§ **Selected excerpt**:
/---

EP by Iggy Azalea
- Released: 30 July 2012
- Recorded: 2012 (Tree Sound Studios)
- Genres: Alternative hip hop; electronic;
- Length: 23:05
- Label: Grand Hustle Records
- Producers: Bei Maejor; Lil' C; Mike Posner; Omega; B.o.B;

Iggy Azalea chronology
| Ignorant Art (2011) | Glory (2012) | TrapGold (2012) |

= Glory (EP) =

Glory is the debut extended play (EP) by Australian rapper Iggy Azalea, released as a free digital download on 30 July 2012, by Grand Hustle Records. The EP serves as her first project with T.I.'s label since the announcement of her signing back in March 2012. The EP features guest appearances from T.I., who also serves as the project's executive producer, along with fellow rappers B.o.B and Pusha T, as well as singer-songwriter Mike Posner. The EP was recorded in 2012 at Tree Sound Studios, and its production was handled by Posner and B.o.B, alongside Bei Maejor, Lil' C and Omega.

\---

Records in a dataset:
/---

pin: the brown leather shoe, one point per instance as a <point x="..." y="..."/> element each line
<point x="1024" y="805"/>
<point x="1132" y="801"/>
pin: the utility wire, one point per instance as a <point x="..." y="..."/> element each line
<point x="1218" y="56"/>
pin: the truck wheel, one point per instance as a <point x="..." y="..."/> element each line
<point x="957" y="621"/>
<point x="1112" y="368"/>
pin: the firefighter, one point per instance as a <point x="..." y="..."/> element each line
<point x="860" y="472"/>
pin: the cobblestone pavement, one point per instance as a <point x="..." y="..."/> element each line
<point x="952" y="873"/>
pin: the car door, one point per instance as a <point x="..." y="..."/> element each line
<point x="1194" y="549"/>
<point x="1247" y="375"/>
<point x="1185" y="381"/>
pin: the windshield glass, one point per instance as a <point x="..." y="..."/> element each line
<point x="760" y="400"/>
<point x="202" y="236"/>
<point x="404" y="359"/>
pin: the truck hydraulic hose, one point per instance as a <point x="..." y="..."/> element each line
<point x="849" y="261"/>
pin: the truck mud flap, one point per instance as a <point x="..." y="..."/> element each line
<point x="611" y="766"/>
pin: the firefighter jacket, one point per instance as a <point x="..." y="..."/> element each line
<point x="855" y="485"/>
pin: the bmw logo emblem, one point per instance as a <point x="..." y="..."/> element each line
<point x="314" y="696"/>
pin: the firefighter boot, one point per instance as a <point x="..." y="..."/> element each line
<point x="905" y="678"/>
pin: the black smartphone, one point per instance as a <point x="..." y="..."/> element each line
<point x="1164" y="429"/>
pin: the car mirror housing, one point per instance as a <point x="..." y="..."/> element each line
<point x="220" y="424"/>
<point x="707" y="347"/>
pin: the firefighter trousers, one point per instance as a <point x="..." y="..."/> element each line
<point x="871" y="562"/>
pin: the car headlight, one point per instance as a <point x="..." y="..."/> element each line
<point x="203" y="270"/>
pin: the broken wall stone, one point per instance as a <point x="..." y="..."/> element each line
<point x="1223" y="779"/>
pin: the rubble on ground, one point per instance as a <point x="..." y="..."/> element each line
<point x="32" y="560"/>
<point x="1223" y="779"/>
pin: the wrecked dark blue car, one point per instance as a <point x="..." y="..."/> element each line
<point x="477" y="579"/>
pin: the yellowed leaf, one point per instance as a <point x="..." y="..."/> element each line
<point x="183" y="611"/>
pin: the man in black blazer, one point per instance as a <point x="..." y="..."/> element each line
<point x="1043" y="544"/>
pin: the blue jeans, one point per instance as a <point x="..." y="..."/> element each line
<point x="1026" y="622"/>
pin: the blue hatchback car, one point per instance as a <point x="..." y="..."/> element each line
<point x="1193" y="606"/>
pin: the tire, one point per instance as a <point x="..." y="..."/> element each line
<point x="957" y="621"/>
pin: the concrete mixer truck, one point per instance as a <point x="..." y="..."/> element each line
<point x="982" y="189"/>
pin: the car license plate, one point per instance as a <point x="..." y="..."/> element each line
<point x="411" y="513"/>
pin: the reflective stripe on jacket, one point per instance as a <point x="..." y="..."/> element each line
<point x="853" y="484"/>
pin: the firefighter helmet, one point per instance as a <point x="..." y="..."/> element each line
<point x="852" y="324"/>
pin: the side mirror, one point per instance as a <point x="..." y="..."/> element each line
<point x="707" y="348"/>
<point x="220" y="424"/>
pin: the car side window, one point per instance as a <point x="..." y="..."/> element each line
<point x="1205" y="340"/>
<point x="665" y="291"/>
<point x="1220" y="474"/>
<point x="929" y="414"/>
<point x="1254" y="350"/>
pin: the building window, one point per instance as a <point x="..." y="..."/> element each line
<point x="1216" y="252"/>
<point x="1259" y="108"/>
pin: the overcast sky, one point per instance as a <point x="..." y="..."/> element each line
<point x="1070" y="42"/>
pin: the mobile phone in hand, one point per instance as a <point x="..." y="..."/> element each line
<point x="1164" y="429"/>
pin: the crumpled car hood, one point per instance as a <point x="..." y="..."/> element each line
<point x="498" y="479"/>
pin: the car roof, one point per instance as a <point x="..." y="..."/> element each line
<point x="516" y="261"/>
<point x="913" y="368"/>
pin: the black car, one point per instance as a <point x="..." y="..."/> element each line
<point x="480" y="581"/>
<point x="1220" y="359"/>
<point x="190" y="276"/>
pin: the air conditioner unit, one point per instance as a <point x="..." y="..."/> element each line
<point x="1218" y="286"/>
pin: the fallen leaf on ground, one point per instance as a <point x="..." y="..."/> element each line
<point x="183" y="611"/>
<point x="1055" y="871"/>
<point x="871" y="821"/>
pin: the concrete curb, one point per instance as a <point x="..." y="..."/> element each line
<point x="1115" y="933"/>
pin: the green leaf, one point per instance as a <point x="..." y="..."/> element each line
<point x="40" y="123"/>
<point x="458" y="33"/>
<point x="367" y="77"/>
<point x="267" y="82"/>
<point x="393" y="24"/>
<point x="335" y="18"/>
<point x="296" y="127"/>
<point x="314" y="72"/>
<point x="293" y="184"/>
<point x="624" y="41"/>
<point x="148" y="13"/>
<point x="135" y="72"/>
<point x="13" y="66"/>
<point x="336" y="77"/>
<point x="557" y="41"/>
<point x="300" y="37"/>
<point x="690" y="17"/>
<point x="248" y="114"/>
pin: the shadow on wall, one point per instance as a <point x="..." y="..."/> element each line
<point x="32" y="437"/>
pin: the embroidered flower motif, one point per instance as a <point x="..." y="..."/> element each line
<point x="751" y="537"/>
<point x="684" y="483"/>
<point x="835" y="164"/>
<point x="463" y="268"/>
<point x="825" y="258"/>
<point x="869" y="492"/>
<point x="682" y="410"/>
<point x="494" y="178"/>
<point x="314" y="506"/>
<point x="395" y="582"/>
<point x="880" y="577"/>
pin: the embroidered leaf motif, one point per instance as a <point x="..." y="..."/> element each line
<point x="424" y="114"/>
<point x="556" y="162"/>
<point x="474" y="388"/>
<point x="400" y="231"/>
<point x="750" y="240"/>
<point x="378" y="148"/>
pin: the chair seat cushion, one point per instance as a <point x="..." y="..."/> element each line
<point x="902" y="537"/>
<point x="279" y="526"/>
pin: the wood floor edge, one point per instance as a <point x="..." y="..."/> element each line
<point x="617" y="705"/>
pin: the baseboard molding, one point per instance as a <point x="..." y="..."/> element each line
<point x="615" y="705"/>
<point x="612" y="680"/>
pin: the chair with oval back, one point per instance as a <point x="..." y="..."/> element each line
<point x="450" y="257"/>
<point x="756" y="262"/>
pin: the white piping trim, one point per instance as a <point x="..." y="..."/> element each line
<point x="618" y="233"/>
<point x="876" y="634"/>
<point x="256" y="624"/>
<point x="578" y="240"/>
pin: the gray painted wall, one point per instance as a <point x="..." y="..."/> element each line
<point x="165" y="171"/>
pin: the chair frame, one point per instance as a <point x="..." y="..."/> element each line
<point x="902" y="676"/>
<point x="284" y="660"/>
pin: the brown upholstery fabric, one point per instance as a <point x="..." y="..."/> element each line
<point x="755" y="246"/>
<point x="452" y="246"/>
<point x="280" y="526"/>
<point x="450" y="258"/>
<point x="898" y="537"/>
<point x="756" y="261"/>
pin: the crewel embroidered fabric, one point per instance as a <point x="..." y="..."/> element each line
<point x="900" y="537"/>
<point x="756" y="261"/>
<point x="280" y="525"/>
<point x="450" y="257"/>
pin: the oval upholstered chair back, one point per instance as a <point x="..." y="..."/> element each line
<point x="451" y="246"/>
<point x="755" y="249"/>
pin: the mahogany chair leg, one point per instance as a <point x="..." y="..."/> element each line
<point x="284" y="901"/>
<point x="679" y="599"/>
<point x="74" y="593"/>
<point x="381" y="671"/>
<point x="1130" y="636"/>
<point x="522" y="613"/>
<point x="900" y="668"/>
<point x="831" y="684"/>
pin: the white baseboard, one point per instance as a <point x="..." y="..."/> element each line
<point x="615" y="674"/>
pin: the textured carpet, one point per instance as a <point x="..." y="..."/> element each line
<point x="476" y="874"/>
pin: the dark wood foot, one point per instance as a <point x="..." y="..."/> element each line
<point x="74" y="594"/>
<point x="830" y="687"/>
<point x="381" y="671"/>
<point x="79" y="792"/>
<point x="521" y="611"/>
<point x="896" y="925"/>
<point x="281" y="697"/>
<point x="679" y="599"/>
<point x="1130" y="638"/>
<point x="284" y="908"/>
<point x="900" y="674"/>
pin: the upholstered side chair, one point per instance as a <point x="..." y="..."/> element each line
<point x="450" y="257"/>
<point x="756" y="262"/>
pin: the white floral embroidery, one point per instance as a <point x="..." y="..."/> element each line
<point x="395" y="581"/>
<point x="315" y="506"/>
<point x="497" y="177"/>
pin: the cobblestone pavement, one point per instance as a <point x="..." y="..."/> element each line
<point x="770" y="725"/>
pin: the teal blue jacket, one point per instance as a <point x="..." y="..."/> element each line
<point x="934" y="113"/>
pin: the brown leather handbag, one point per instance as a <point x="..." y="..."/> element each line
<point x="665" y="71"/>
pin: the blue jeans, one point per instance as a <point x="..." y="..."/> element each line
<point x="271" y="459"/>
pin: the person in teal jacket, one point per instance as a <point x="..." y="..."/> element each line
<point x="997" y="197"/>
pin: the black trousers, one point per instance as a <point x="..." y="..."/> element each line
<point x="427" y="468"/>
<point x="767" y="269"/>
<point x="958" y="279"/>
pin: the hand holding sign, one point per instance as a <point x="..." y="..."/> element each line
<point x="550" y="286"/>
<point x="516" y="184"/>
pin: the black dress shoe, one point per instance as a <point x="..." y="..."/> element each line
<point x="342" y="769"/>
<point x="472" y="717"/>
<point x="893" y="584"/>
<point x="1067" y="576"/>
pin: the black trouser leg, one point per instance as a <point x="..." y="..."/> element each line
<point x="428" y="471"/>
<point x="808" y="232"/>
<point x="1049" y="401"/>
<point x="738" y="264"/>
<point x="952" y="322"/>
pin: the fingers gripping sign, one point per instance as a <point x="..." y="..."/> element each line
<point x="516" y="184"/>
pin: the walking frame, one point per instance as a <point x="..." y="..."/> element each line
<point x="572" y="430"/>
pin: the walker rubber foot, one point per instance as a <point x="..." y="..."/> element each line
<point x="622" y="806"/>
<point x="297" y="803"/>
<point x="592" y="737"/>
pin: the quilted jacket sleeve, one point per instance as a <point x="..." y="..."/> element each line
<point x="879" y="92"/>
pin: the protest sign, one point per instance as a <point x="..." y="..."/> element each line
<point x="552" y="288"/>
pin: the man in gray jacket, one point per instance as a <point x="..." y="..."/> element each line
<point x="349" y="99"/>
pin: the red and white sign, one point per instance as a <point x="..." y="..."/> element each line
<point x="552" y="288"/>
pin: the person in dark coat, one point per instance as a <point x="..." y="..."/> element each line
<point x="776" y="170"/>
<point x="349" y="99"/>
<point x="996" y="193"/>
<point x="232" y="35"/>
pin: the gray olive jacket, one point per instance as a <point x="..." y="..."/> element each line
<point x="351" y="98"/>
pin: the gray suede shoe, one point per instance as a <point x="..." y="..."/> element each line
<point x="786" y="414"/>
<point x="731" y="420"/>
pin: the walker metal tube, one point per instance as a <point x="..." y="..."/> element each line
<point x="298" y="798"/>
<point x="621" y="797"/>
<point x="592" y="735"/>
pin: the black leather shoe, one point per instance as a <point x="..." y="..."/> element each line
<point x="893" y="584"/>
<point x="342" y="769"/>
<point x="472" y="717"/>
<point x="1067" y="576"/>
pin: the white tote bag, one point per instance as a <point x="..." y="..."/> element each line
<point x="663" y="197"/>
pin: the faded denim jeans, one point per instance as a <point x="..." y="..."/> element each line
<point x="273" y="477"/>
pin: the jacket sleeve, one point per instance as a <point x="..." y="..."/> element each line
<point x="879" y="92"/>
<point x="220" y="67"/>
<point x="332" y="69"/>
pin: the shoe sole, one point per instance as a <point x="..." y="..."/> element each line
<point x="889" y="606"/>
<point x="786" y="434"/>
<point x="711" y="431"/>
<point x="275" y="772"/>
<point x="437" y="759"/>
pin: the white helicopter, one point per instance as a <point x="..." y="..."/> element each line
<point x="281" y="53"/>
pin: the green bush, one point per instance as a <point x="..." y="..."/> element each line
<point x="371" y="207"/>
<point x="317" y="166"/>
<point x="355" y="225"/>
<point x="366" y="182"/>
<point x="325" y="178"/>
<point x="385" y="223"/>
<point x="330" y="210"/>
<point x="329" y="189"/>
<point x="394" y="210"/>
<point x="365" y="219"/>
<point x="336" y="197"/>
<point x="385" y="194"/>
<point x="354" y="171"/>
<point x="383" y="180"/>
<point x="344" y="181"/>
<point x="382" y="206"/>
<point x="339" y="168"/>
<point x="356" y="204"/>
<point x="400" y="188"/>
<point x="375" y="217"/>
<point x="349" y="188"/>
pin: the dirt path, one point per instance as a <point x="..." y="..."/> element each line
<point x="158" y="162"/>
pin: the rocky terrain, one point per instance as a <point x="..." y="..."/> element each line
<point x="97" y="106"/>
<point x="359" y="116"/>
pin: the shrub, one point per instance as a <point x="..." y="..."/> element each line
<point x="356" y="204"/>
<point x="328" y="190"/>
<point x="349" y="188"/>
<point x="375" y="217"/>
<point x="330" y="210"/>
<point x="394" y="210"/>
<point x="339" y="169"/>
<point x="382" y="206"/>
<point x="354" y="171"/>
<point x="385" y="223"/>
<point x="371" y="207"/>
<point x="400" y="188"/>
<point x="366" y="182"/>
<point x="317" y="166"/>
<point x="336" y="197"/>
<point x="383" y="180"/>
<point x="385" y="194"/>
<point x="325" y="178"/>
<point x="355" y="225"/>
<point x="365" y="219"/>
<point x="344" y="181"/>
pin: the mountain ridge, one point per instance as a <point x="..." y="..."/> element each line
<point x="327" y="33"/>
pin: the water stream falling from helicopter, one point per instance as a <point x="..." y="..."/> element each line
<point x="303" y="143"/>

\---

§ **What to do**: Output the text on the Glory EP exactly, from "Glory is the" to "Lil' C and Omega.".

§ **Result below**:
Glory is the debut extended play (EP) by Australian rapper Iggy Azalea, released as a free digital download on 30 July 2012, by Grand Hustle Records. The EP serves as her first project with T.I.'s label since the announcement of her signing back in March 2012. The EP features guest appearances from T.I., who also serves as the project's executive producer, along with fellow rappers B.o.B and Pusha T, as well as singer-songwriter Mike Posner. The EP was recorded in 2012 at Tree Sound Studios, and its production was handled by Posner and B.o.B, alongside Bei Maejor, Lil' C and Omega.